TO BE DONE: Every line below should be repeated exactly.

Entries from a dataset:
------------------------------------------------------------------------

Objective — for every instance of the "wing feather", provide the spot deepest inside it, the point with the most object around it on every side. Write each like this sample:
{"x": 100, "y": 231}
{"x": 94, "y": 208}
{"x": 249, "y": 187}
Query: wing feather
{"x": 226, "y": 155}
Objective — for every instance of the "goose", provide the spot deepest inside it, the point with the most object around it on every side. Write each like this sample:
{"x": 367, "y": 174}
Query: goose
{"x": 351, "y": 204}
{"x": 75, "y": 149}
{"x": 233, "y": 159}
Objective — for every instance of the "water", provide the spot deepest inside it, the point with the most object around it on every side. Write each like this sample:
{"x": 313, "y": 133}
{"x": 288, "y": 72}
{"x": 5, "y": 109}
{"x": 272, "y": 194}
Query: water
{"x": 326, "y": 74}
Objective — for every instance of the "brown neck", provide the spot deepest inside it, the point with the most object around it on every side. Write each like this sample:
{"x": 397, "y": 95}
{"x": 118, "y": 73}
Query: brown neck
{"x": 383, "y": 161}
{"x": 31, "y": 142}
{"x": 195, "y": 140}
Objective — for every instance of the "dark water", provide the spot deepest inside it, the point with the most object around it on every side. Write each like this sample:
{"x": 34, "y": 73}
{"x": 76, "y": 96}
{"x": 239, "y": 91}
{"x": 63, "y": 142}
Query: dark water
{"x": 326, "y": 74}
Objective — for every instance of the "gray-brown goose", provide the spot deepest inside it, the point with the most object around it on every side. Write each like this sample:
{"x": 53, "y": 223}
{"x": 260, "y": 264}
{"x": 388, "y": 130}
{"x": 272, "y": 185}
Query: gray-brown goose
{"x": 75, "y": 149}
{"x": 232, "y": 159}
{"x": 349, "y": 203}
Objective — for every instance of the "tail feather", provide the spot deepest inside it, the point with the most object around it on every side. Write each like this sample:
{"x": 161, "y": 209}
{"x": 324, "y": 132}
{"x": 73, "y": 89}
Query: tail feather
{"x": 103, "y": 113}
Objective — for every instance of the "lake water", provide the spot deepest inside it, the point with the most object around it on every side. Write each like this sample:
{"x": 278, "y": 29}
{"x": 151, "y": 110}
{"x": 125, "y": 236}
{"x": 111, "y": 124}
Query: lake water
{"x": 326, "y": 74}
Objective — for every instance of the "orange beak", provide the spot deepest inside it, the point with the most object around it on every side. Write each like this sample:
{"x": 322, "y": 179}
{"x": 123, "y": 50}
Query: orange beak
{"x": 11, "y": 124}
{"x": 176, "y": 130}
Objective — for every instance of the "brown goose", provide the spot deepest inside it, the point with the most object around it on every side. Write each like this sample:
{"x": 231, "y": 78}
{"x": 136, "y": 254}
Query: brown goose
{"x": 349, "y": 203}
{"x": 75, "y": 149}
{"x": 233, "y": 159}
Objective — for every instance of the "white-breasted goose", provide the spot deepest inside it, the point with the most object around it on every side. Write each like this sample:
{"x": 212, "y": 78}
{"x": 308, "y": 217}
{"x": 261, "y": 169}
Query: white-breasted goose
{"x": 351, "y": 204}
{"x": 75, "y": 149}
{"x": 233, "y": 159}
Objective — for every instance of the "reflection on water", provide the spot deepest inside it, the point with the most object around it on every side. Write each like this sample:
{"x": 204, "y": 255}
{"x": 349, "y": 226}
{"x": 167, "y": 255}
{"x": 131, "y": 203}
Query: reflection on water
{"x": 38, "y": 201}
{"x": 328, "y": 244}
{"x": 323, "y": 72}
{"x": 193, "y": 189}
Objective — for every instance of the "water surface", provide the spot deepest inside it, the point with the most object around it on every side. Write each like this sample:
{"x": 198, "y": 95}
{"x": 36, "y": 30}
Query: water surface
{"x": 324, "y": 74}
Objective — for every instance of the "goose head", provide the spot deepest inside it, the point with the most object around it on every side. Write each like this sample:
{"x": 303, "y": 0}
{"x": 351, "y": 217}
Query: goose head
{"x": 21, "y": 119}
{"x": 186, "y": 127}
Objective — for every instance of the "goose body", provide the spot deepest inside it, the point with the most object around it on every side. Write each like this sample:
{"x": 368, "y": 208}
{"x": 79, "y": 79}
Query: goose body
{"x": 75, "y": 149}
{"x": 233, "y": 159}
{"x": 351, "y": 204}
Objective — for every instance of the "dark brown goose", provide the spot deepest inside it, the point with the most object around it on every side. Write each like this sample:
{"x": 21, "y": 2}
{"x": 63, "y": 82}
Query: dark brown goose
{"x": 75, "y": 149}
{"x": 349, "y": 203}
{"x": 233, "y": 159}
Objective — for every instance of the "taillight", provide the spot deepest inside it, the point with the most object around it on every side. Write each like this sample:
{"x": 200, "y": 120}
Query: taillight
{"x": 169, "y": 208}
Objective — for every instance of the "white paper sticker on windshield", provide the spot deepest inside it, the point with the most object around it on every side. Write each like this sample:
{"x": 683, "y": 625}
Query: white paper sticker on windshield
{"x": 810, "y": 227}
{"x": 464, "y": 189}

------------------------------------------------------------------------

THE COMPLETED TASK:
Objective — for every instance of the "wing feather", provide the spot deepest inside it, the point with the most object around it on every side. Write each like this sample:
{"x": 100, "y": 231}
{"x": 94, "y": 208}
{"x": 249, "y": 187}
Query: wing feather
{"x": 226, "y": 155}
Objective — for every instance of the "goose", provide the spot deepest inside it, the point with the most object around it on every side. Write each like this sample:
{"x": 367, "y": 174}
Query: goose
{"x": 351, "y": 204}
{"x": 75, "y": 149}
{"x": 233, "y": 159}
Objective — for every instance of the "water", provide the spot deepest inside it, the point with the most object around it on every side. Write each like this sample:
{"x": 313, "y": 133}
{"x": 288, "y": 72}
{"x": 5, "y": 109}
{"x": 272, "y": 194}
Query: water
{"x": 326, "y": 74}
Objective — for every instance of the "brown neck", provide the spot deepest inside it, the point with the most object around it on every side. Write each like this sample:
{"x": 397, "y": 95}
{"x": 118, "y": 73}
Query: brown neck
{"x": 383, "y": 161}
{"x": 31, "y": 142}
{"x": 195, "y": 140}
Objective — for every instance of the "dark water", provide the spot deepest inside it, the point with the most object around it on every side. Write each like this sample:
{"x": 34, "y": 73}
{"x": 76, "y": 96}
{"x": 239, "y": 91}
{"x": 63, "y": 142}
Query: dark water
{"x": 326, "y": 74}
Objective — for every instance of the "gray-brown goose", provide the spot deepest inside it, the point with the most object around it on every side. Write each like this sample:
{"x": 53, "y": 223}
{"x": 260, "y": 264}
{"x": 388, "y": 130}
{"x": 272, "y": 185}
Query: gray-brown goose
{"x": 75, "y": 149}
{"x": 232, "y": 159}
{"x": 349, "y": 203}
Objective — for every instance of the "tail feather", provide the spot deepest inside it, the point with the most object around it on every side. Write each like this sample:
{"x": 161, "y": 209}
{"x": 324, "y": 132}
{"x": 73, "y": 89}
Query: tail feather
{"x": 103, "y": 113}
Objective — for every instance of the "lake water", provide the spot deepest inside it, the point with the most object around it on every side. Write each like this sample:
{"x": 278, "y": 29}
{"x": 151, "y": 110}
{"x": 125, "y": 236}
{"x": 111, "y": 124}
Query: lake water
{"x": 326, "y": 74}
Objective — for every instance of the "orange beak", provide the spot deepest inside it, the point with the most object around it on every side. Write each like this sample:
{"x": 322, "y": 179}
{"x": 123, "y": 50}
Query: orange beak
{"x": 11, "y": 124}
{"x": 176, "y": 130}
Objective — for every instance of the "brown goose", provide the spot deepest inside it, the point with the most object around it on every side. Write each like this sample:
{"x": 231, "y": 78}
{"x": 136, "y": 254}
Query: brown goose
{"x": 349, "y": 203}
{"x": 75, "y": 149}
{"x": 233, "y": 159}
Objective — for every instance of the "white-breasted goose", provide the spot deepest inside it, the point with the most object around it on every side. Write each like this sample:
{"x": 212, "y": 78}
{"x": 308, "y": 217}
{"x": 261, "y": 169}
Query: white-breasted goose
{"x": 351, "y": 204}
{"x": 75, "y": 149}
{"x": 233, "y": 159}
Objective — for every instance of the "reflection on water", provide the spot deepest inside it, the point with the most object around it on every side. Write each like this sample:
{"x": 204, "y": 255}
{"x": 349, "y": 226}
{"x": 167, "y": 255}
{"x": 131, "y": 203}
Query: reflection on water
{"x": 38, "y": 201}
{"x": 328, "y": 244}
{"x": 323, "y": 72}
{"x": 193, "y": 189}
Objective — for every instance of the "water surface", provide the spot deepest inside it, the point with the most object around it on every side. Write each like this sample:
{"x": 198, "y": 95}
{"x": 36, "y": 30}
Query: water surface
{"x": 324, "y": 74}
Objective — for every instance of the "goose head", provide the spot deepest inside it, the point with the most object around it on every side. Write each like this sample:
{"x": 303, "y": 0}
{"x": 351, "y": 217}
Query: goose head
{"x": 21, "y": 119}
{"x": 186, "y": 127}
Objective — for every instance of the "goose body", provide the spot deepest inside it, the point with the most object around it on every side. Write each like this sample:
{"x": 368, "y": 208}
{"x": 79, "y": 79}
Query: goose body
{"x": 75, "y": 149}
{"x": 233, "y": 159}
{"x": 351, "y": 204}
Objective — for every instance of the "dark brown goose", provide the spot deepest inside it, the point with the most object around it on every side. Write each like this sample:
{"x": 21, "y": 2}
{"x": 63, "y": 82}
Query: dark brown goose
{"x": 75, "y": 149}
{"x": 349, "y": 203}
{"x": 233, "y": 159}
Objective — for every instance of the "taillight", provide the spot deepest inside it, the point with the most object around it on every side. Write each like this sample:
{"x": 200, "y": 120}
Query: taillight
{"x": 169, "y": 208}
Objective — for every instance of the "white paper sticker on windshield", provide the spot deepest inside it, the point with the most object around it on every side. Write each like this sample:
{"x": 683, "y": 625}
Query: white paper sticker on windshield
{"x": 810, "y": 227}
{"x": 464, "y": 189}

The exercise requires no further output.